Brano
------

Nel breve termine è possibile prevedere che l’attuale ondata di Covid (la quarta dall’inizio dell’emergenza e causata prevalentemente da Omicron 2) si stia esaurendo e che, come è avvenuto nell’estate 2020 e 2021, ci sarà nei prossimi mesi una consistente riduzione dei contagi.
Tutti gli occhi sono però puntati sull’autunno, come ha recentemente ben sottolineato l’Agenzia Europea ECDC, quando potrebbero circolare in maniera prevalente le varianti Omicron 4 e 5 che, dai primi dati del Sud Africa, sembrano essere più trasmissibili con un nuovo aumento dei contagi e verso le quali non è ancora chiaro il livello di protezione assicurato dai vaccini. La Cina ha da sempre adottato una strategia zero – COVID per affrontare la comparsa di nuove varianti di SARS-COV-2, specie di quelle che presentano una maggiore trasmissibilità.
Alla luce delle varianti Omicron che, come è noto, presentano un alto livello di trasmissibilità è in atto, nella comunità scientifica, una riflessione ed un dibattito se questo approccio della Cina, che è stato vincente nel 2020 nei confronti del virus ancestrale e delle successive varianti, possa essere ancora attuale o se, al contrario, sia necessario identificare nuove strategie di mitigazione, per ridurre al minimo lo stress sugli ospedali. E’ stato per questo sviluppato un modello matematico di trasmissione di SARS-CoV-2, strutturato per età e calibrato sulla fase di crescita iniziale dell’epidemia di Omicron a Shanghai, per ipotizzare quale potrebbe essere l’impatto, in termine di numero di pazienti che necessitano di ricovero in area medica e in terapia intensiva e di decessi, in ipotetici scenari di mitigazione.

------

Record forniti
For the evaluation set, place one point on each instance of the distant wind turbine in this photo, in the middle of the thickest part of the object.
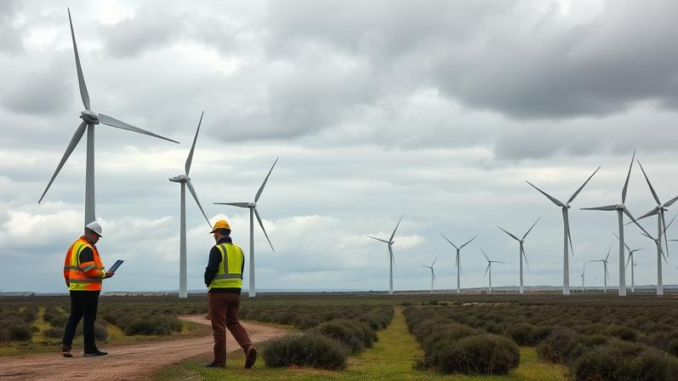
(621, 210)
(252, 206)
(391, 259)
(489, 268)
(458, 259)
(184, 180)
(89, 120)
(566, 226)
(433, 274)
(521, 254)
(606, 274)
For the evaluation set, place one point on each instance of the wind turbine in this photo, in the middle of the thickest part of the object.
(458, 259)
(184, 180)
(521, 254)
(89, 120)
(489, 267)
(621, 210)
(583, 276)
(252, 206)
(630, 260)
(566, 227)
(391, 261)
(605, 272)
(433, 274)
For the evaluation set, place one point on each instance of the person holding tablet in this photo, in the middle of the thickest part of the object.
(84, 274)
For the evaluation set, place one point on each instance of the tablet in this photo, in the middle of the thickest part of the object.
(115, 265)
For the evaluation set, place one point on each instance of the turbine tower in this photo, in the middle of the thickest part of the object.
(566, 227)
(630, 260)
(521, 254)
(391, 259)
(458, 259)
(433, 274)
(606, 274)
(252, 206)
(89, 120)
(184, 180)
(621, 210)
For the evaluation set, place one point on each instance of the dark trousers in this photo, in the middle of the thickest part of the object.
(84, 304)
(224, 311)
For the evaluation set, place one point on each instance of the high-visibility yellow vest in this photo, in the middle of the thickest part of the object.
(83, 276)
(230, 268)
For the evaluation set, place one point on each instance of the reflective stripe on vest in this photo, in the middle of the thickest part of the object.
(230, 268)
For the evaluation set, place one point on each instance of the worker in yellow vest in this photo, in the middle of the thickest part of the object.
(84, 273)
(223, 277)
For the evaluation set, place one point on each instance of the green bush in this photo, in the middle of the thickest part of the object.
(306, 350)
(481, 354)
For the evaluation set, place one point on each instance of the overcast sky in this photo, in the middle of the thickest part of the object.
(438, 110)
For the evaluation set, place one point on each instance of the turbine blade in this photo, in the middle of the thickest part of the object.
(189, 160)
(261, 188)
(71, 146)
(654, 194)
(256, 213)
(626, 211)
(450, 242)
(553, 199)
(607, 207)
(238, 204)
(195, 197)
(628, 176)
(528, 232)
(81, 79)
(110, 121)
(467, 242)
(582, 187)
(396, 229)
(514, 237)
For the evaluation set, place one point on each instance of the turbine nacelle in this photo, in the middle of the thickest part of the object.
(89, 116)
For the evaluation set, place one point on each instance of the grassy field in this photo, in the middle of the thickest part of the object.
(392, 358)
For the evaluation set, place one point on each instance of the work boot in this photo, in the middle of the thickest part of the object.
(96, 353)
(250, 358)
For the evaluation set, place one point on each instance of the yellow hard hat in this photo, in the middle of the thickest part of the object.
(221, 224)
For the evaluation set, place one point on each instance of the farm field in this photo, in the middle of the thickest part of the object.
(407, 336)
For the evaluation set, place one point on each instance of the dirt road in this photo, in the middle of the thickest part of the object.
(125, 362)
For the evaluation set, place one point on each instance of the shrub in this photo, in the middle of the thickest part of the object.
(481, 354)
(308, 350)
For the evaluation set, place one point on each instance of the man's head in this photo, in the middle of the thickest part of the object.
(93, 231)
(221, 229)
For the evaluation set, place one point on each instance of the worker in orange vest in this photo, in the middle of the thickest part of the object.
(84, 273)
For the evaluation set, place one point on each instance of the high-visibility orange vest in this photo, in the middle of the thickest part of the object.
(86, 276)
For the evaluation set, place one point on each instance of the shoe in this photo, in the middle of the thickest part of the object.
(98, 353)
(250, 358)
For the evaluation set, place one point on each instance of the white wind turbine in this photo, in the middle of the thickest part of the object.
(489, 268)
(252, 206)
(89, 120)
(391, 259)
(621, 210)
(521, 254)
(583, 276)
(566, 227)
(631, 261)
(433, 274)
(606, 274)
(458, 259)
(184, 180)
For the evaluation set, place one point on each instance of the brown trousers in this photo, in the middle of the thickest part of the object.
(224, 311)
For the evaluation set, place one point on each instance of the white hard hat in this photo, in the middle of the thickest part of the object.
(95, 227)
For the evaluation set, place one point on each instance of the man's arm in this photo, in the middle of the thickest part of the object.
(88, 266)
(212, 266)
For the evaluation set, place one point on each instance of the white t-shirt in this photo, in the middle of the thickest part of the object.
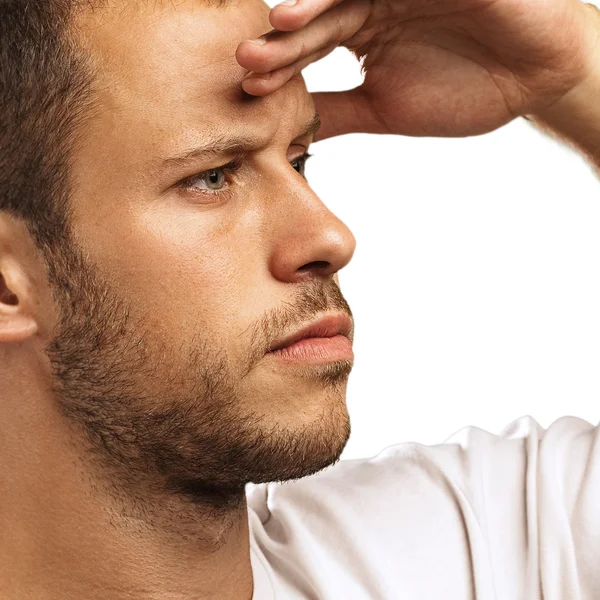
(514, 516)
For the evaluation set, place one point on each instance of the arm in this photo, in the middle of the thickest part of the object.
(575, 118)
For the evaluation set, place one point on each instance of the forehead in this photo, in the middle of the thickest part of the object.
(167, 74)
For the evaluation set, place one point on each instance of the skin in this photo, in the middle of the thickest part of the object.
(137, 397)
(452, 68)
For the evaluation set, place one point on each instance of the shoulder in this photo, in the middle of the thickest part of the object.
(456, 518)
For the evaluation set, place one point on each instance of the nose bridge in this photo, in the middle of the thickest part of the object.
(308, 239)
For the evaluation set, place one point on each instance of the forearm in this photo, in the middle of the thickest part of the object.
(575, 118)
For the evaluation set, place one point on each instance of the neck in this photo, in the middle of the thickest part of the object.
(67, 534)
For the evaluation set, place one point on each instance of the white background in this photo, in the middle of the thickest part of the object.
(475, 285)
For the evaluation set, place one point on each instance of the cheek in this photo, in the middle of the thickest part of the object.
(188, 271)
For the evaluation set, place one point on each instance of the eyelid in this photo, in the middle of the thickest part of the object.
(231, 168)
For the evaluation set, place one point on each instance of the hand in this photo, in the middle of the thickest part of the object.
(432, 67)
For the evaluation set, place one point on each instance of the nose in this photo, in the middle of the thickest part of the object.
(308, 239)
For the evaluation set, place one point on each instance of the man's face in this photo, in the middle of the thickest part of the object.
(184, 279)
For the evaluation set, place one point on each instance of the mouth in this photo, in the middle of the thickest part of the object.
(327, 338)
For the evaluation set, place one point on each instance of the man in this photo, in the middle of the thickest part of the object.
(160, 257)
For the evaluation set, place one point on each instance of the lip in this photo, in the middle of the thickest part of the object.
(325, 327)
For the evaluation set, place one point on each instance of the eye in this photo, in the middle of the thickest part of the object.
(217, 181)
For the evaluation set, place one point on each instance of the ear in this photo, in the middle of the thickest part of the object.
(17, 317)
(16, 322)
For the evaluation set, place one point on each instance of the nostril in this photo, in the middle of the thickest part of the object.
(318, 264)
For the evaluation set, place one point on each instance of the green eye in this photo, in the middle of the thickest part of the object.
(215, 179)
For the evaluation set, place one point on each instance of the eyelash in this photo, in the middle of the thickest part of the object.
(231, 168)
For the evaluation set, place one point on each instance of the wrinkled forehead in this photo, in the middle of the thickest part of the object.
(173, 62)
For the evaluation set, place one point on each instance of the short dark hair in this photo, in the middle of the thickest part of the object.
(45, 90)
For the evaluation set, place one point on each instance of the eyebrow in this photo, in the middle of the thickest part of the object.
(224, 144)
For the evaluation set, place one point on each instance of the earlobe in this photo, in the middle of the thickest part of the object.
(16, 324)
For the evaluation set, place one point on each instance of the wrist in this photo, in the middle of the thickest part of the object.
(576, 116)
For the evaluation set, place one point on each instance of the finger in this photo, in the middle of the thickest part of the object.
(265, 84)
(293, 17)
(282, 49)
(344, 112)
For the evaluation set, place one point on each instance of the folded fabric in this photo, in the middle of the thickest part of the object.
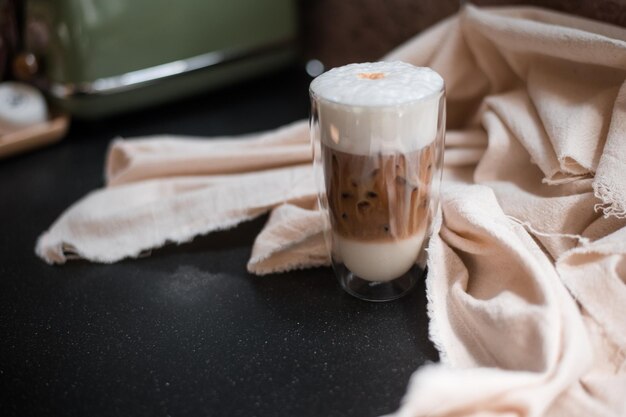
(527, 274)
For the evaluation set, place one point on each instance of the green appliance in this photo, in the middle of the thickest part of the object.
(98, 57)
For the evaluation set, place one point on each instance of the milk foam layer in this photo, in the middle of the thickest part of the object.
(380, 107)
(377, 84)
(378, 261)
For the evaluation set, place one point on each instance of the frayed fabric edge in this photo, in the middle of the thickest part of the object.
(610, 206)
(433, 327)
(55, 253)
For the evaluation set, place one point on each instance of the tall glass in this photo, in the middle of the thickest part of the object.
(377, 131)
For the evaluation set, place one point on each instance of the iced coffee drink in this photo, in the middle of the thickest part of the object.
(377, 131)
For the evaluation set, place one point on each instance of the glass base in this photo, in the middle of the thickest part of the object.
(378, 291)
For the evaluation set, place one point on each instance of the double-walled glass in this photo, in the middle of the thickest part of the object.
(378, 199)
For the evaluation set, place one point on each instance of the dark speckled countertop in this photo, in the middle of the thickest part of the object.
(186, 331)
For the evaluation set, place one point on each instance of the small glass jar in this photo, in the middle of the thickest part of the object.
(377, 131)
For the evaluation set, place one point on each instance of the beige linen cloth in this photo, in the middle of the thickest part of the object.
(527, 275)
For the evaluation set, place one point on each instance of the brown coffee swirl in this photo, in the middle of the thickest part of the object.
(378, 197)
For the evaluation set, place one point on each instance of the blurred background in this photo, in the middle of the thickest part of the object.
(92, 59)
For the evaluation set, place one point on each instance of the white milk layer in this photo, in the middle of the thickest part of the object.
(380, 107)
(378, 261)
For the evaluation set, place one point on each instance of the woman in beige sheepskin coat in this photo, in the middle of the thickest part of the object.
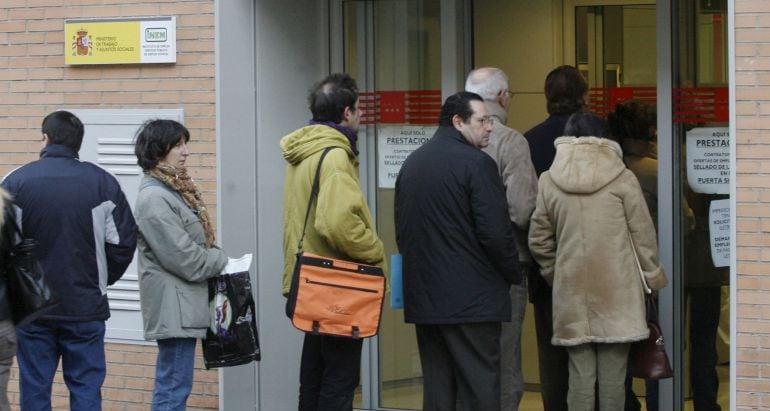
(587, 204)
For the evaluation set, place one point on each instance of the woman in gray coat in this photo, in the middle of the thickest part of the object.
(177, 254)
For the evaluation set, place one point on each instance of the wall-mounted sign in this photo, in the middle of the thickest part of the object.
(394, 144)
(708, 160)
(719, 230)
(120, 40)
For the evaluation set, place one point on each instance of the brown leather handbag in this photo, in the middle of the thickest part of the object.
(335, 297)
(648, 358)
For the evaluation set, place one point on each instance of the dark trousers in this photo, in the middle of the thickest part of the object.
(329, 373)
(460, 362)
(553, 360)
(705, 307)
(80, 345)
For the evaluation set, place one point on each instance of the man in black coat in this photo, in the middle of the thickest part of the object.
(459, 257)
(565, 91)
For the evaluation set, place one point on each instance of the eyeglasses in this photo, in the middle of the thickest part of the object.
(486, 121)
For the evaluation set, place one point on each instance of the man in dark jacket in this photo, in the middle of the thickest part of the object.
(565, 91)
(459, 257)
(86, 239)
(7, 333)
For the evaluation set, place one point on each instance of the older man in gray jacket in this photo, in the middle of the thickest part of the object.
(510, 151)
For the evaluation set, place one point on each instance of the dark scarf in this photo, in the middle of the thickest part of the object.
(178, 180)
(350, 134)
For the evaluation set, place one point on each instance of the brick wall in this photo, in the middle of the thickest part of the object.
(35, 81)
(752, 82)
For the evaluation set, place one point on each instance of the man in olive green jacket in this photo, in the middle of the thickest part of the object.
(339, 226)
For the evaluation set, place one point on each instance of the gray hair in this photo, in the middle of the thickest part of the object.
(487, 82)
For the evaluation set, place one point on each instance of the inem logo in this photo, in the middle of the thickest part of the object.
(155, 34)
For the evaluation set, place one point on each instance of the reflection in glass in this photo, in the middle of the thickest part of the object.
(702, 145)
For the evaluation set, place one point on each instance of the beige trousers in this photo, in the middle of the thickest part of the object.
(602, 363)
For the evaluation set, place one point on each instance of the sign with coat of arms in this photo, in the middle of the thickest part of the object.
(120, 40)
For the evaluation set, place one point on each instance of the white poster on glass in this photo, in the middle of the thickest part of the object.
(719, 230)
(708, 160)
(394, 144)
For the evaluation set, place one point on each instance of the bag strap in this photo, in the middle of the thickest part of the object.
(313, 194)
(15, 225)
(645, 287)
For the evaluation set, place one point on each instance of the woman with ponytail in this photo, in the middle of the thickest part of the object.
(177, 254)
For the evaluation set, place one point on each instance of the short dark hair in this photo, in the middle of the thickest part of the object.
(330, 96)
(565, 89)
(633, 119)
(155, 139)
(65, 128)
(583, 124)
(459, 104)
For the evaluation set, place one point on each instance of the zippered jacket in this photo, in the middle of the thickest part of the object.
(174, 264)
(83, 224)
(455, 234)
(340, 225)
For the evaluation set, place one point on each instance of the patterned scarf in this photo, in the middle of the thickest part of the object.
(178, 180)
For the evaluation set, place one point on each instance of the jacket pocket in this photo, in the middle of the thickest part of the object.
(193, 307)
(7, 341)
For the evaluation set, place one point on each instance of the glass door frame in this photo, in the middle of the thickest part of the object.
(456, 61)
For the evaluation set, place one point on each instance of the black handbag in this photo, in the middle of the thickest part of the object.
(28, 292)
(232, 337)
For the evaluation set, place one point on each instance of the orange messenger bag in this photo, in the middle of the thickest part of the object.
(334, 297)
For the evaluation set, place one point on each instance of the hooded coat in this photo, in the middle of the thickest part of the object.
(339, 225)
(589, 206)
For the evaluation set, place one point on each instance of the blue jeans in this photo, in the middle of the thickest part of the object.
(79, 344)
(173, 374)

------

Quesito 1
Per favore, estrai dal brano sul Covid la parte che va da "Alla luce delle" fino a "scenari di mitigazione." incluso.
Quesito 2
Continua il brano sul Covid a partire dalla sua ultima frase.
I record non servono per svolgere il lavoro.

Spazio risposta 1
Alla luce delle varianti Omicron che, come è noto, presentano un alto livello di trasmissibilità è in atto, nella comunità scientifica, una riflessione ed un dibattito se questo approccio della Cina, che è stato vincente nel 2020 nei confronti del virus ancestrale e delle successive varianti, possa essere ancora attuale o se, al contrario, sia necessario identificare nuove strategie di mitigazione, per ridurre al minimo lo stress sugli ospedali. E’ stato per questo sviluppato un modello matematico di trasmissione di SARS-CoV-2, strutturato per età e calibrato sulla fase di crescita iniziale dell’epidemia di Omicron a Shanghai, per ipotizzare quale potrebbe essere l’impatto, in termine di numero di pazienti che necessitano di ricovero in area medica e in terapia intensiva e di decessi, in ipotetici scenari di mitigazione.

Spazio risposta 2
Il modello ha considerato ovviamente anche i dati relativi alla copertura vaccinale, all’efficacia del vaccino, al declino delle immunità, alle diverse terapie antivirali ed agli interventi non farmacologici. Sulla base di questo modello/simulazione risulta che il livello di immunità indotta dalla campagna vaccinale sarebbe oggi insufficiente per prevenire un’ondata di casi da Omicron che, inevitabilmente, porterebbe in Cina alla saturazione delle terapie intensive, la cui capacità attuale è di 15,6 volte inferiore alla potenziale domanda, il che causerebbe circa 1.500.000 decessi. Al contrario, nel caso ci fosse una sufficiente protezione delle persone vulnerabili, l’accessibilità ai vaccini e alle terapie antivirali ed il mantenimento delle misure di prevenzione, questo potrebbe essere sufficiente per impedire lo stress sul sistema sanitario e quindi, secondo questa modellistica, le misure sopra elencate potrebbero svolgere un significativo ruolo nella mitigazione della diffusione del virus.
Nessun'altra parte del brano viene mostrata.